Excerpted passage:
================

What's the pitfall of calling Task.Supervisor.start_link by hand?

In the Task.Supervisor docs, it states

You can also start it by calling start_link/1 directly … But this is recommended only for scripting and should be avoided in production code. Generally speaking, processes should always be started inside supervision trees.

However, this is not elaborated on.

In an application I’m writing, my supervision tree contains some number of instances of a single GenServer. This GenServer will spawn several tasks during its lifetime whose return value I care about; they are not fire and forget. As part of the GenServer’s state, I store the pid of a Task.Supervisor that I start in GenServer.init/1. In my mind, this makes sense, because if theTask.Supervisor crashes (due to too many task failures or what have you), my GenServer crashes and its supervisor restarts it.

If, however, I were to run the Task.Supervisor and the GenServer under the same supervision tree, I foresee race conditions where the GenServer is trying to spawn a task on a currently restarting Task.Supervisor (e.g. imagine that the Task.Supervisor has crashed, and before its supervisor restarts it, the GenServer attempts to spawn a task… this will surely fail). I can imagine this becoming exacerbated as more of the GenServers send tasks to this supervisor, as it will be even easier to trip the max_restarts of the Task.Supervisor,

Why do the docs say to prefer this approach?

1 Like

Great question.

So, one of the reasons the docs mention that the supervised approach is preferred is shutdown. When a supervisor gets stopped (for example, by your application shutting down gracefully), it gives children a shutdown period in which they can shutdown gracefully. The shutdown happens by following the supervision tree, with the leaves shutting down first and then going up the tree.

If a GenServer under a supervisor starts a Task.Supervisor with start_link/1, then the main supervisor doesn’t know about the Task.Supervisor. When you’ll shut down the main supervisor (for example, restarting your application for a deploy), then it will shut down your GenServer gracefully, but the GenServer is not a supervisor, so it won’t wait for the Task.Supervisor to shut down gracefully either. This means that the tasks under that supervisor might not shut down gracefully, which can be an issue.

================

Location identification rows:

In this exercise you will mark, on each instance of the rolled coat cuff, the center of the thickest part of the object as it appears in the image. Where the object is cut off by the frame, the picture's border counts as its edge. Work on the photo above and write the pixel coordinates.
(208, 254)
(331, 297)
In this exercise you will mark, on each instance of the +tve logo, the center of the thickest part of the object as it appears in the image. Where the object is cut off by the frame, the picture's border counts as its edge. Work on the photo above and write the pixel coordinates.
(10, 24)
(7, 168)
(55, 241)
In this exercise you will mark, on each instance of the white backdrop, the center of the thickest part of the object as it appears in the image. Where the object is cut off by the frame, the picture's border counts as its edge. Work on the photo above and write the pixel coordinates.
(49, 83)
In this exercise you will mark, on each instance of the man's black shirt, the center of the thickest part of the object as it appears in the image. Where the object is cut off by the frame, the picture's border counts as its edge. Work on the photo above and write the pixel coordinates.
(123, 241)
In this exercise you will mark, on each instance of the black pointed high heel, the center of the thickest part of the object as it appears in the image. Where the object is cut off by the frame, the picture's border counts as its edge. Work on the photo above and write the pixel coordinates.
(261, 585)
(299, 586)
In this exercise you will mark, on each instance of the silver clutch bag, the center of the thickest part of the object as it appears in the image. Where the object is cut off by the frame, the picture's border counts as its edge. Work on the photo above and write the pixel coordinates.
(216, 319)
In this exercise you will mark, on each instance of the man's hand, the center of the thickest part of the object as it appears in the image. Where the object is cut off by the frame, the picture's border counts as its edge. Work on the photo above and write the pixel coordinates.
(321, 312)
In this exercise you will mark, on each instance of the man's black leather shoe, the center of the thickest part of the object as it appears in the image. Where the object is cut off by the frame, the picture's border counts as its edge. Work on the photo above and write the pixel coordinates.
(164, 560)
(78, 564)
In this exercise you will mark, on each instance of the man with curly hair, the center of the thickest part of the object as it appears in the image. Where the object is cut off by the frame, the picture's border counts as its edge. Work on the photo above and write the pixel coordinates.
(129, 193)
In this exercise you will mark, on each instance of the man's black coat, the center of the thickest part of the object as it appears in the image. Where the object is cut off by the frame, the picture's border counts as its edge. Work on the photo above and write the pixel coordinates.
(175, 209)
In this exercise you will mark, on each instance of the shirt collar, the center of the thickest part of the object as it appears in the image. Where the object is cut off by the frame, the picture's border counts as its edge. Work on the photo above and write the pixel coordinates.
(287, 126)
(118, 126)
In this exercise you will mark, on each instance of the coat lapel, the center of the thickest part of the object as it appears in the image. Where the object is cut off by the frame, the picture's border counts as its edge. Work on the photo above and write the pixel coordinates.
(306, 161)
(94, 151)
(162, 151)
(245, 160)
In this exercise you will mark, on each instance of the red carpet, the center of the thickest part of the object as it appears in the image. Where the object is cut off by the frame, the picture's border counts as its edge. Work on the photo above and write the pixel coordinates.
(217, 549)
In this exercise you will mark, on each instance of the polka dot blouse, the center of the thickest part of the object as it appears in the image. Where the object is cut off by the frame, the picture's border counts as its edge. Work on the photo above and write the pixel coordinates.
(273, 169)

================

Objective A:
List every remark enclosed in parentheses in the forum thread about starting Task.Supervisor by hand.
Objective B:
Quote the forum thread about starting Task.Supervisor by hand, starting with "In the Task.Supervisor" and going on through "supervisor restarts it.".
Objective C:
Extend the forum thread about starting Task.Supervisor by hand beyond its final sentence.

Exercise output A:
- (due to too many task failures or what have you)
- (e.g. imagine that the Task.Supervisor has crashed, and before its supervisor restarts it, the GenServer attempts to spawn a task… this will surely fail)
- (for example, by your application shutting down gracefully)
- (for example, restarting your application for a deploy)

Exercise output B:
In the Task.Supervisor docs, it states

You can also start it by calling start_link/1 directly … But this is recommended only for scripting and should be avoided in production code. Generally speaking, processes should always be started inside supervision trees.

However, this is not elaborated on.

In an application I’m writing, my supervision tree contains some number of instances of a single GenServer. This GenServer will spawn several tasks during its lifetime whose return value I care about; they are not fire and forget. As part of the GenServer’s state, I store the pid of a Task.Supervisor that I start in GenServer.init/1. In my mind, this makes sense, because if theTask.Supervisor crashes (due to too many task failures or what have you), my GenServer crashes and its supervisor restarts it.

Exercise output C:
The simplest option is considering whether you do need one Task.Supervisor per GenServer. You might go around this by having a global Task.Supervisor (or a pool of them, with PartitionSupervisor maybe), and using Task.Supervisor.async/3 to spawn tasks that are still linked to the GenServer. This should keep the reciprocal crash semantics.

Alternatively, you can have a supervision structure for each GenServer that looks like this:

[ParentSupervisor (Supervisor)] ← uses strategy :rest_for_one
          /            \ 
[Task.Supervisor]  [GenServer]

With this setup and using :rest_for_one, you achieve this: if the Task.Supervisor crashes, then GenServer is stopped too (since it appears after the task supervisor in the ParentSupervisor), so you don’t have to worry about the GenServer trying to spawn tasks on a dead task supervisor.

If the GenServer crashes, the Task.Supervisor won’t need to crash. If you started your tasks with async/3, they’ll be brought down anyways. If this isn’t good, you can always change the strategy to :one_for_all.

The only issue with this approach is that the GenServer doesn’t know “how to reach” the Task.Supervisor. A practical solution to this is to do something like generate a random term (a ref for example) in the ParentSupervisor:init/1 callback, and pass it down to both children, which use it to register themselves in a global Registry or something like that.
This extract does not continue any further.